(Records from a data source)
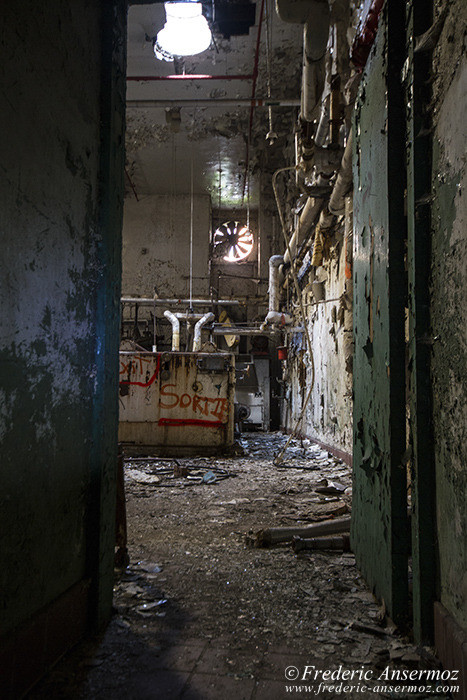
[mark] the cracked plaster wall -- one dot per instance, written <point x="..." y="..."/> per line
<point x="328" y="417"/>
<point x="449" y="309"/>
<point x="156" y="246"/>
<point x="51" y="286"/>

EXERCISE DESCRIPTION:
Can you write out the data above again, swapping "cracked plaster wall" for "damaged plaster wall" and keeping everything else identical? Omit the pictures from your answer.

WRITTEN SOLUTION:
[mark] the damaged plaster wall -- one dot per instance, written <point x="..." y="..."/> per line
<point x="328" y="417"/>
<point x="449" y="309"/>
<point x="156" y="246"/>
<point x="51" y="286"/>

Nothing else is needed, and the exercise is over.